> _Records_
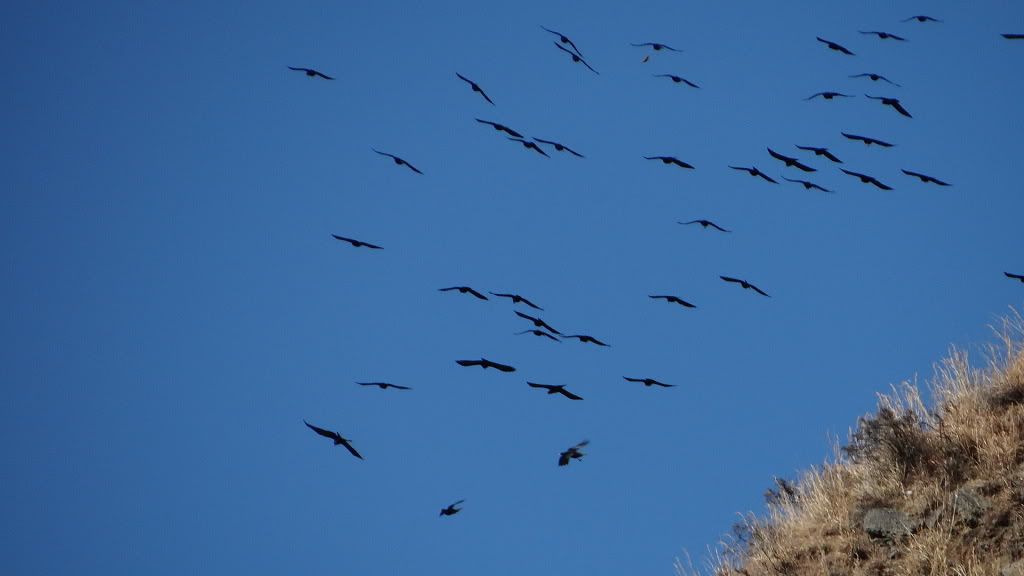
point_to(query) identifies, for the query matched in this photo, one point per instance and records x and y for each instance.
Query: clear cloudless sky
(174, 304)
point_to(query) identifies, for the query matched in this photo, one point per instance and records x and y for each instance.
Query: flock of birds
(544, 330)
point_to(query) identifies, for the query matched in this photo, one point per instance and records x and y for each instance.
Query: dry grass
(915, 459)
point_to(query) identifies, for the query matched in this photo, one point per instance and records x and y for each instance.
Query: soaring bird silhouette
(753, 170)
(356, 243)
(793, 162)
(672, 299)
(397, 160)
(747, 285)
(310, 72)
(552, 388)
(576, 57)
(573, 453)
(337, 438)
(464, 290)
(501, 128)
(476, 88)
(484, 363)
(705, 223)
(834, 46)
(670, 160)
(867, 140)
(866, 179)
(924, 177)
(894, 103)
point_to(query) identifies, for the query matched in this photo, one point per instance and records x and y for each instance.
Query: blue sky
(176, 305)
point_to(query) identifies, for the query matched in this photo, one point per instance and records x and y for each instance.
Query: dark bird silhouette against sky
(552, 388)
(924, 177)
(476, 88)
(311, 73)
(866, 179)
(356, 243)
(337, 438)
(747, 285)
(397, 160)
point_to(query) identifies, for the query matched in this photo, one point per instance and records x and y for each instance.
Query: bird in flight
(754, 172)
(894, 103)
(807, 184)
(573, 453)
(672, 299)
(464, 290)
(476, 88)
(560, 148)
(648, 382)
(356, 243)
(311, 73)
(834, 46)
(552, 388)
(793, 162)
(867, 140)
(677, 79)
(576, 57)
(670, 160)
(452, 508)
(384, 385)
(516, 298)
(704, 223)
(337, 438)
(397, 160)
(747, 285)
(501, 128)
(866, 179)
(484, 363)
(875, 77)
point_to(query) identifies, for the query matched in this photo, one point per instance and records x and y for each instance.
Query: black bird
(563, 39)
(793, 162)
(670, 160)
(867, 140)
(744, 284)
(648, 382)
(552, 388)
(451, 509)
(875, 77)
(464, 290)
(677, 79)
(356, 243)
(866, 179)
(572, 453)
(384, 385)
(516, 298)
(501, 128)
(538, 322)
(311, 73)
(834, 46)
(530, 146)
(337, 438)
(807, 184)
(561, 148)
(397, 160)
(484, 363)
(883, 35)
(821, 152)
(576, 57)
(476, 87)
(704, 223)
(924, 177)
(672, 299)
(754, 172)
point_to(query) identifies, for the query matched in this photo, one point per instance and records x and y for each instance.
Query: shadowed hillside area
(925, 486)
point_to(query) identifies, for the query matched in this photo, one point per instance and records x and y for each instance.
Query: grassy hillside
(919, 490)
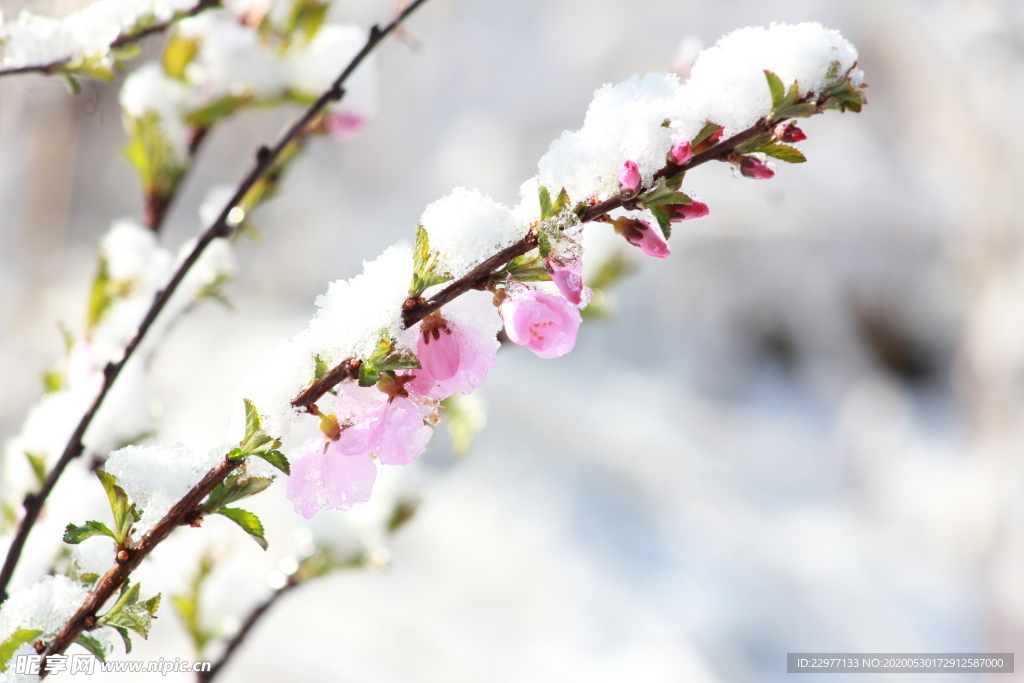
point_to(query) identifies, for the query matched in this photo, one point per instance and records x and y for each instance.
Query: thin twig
(254, 616)
(265, 159)
(120, 41)
(182, 513)
(415, 310)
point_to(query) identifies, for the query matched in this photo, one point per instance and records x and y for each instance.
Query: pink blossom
(753, 168)
(324, 478)
(568, 278)
(681, 153)
(629, 177)
(472, 350)
(640, 233)
(344, 125)
(788, 132)
(681, 212)
(544, 323)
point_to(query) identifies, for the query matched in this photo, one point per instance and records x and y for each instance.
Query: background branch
(120, 41)
(265, 159)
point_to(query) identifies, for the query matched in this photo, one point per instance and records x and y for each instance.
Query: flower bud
(629, 177)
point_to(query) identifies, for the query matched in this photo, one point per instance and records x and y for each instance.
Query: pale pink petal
(544, 323)
(344, 125)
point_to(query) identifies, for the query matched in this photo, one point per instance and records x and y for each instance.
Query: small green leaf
(783, 153)
(14, 641)
(93, 645)
(545, 203)
(249, 522)
(776, 88)
(278, 459)
(663, 220)
(76, 535)
(706, 132)
(38, 464)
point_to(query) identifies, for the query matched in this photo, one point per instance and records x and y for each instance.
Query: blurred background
(802, 432)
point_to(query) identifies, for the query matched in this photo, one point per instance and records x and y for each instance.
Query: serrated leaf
(801, 111)
(663, 220)
(278, 459)
(76, 535)
(93, 645)
(38, 464)
(545, 202)
(235, 487)
(178, 53)
(776, 88)
(15, 640)
(249, 522)
(706, 132)
(783, 153)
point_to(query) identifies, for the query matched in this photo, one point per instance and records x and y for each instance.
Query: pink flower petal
(681, 212)
(543, 323)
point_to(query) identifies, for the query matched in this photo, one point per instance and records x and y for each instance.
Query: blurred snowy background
(802, 432)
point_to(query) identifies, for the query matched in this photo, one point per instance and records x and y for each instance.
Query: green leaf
(544, 245)
(235, 487)
(706, 132)
(14, 641)
(783, 153)
(278, 459)
(801, 111)
(125, 514)
(38, 464)
(178, 53)
(321, 369)
(776, 88)
(663, 220)
(545, 203)
(76, 535)
(131, 613)
(249, 522)
(369, 374)
(93, 645)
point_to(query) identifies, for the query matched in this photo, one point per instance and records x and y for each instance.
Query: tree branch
(415, 310)
(265, 159)
(182, 512)
(120, 41)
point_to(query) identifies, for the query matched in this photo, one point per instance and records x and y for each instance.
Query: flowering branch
(124, 40)
(222, 226)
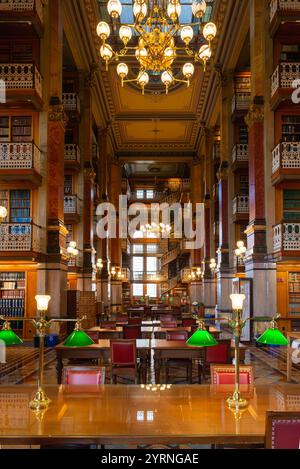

> _Objective_
Pull out every line in the rows above that contains the word "blurred".

> _Output of the exercise_
Query: blurred background
Query: blurred snowy background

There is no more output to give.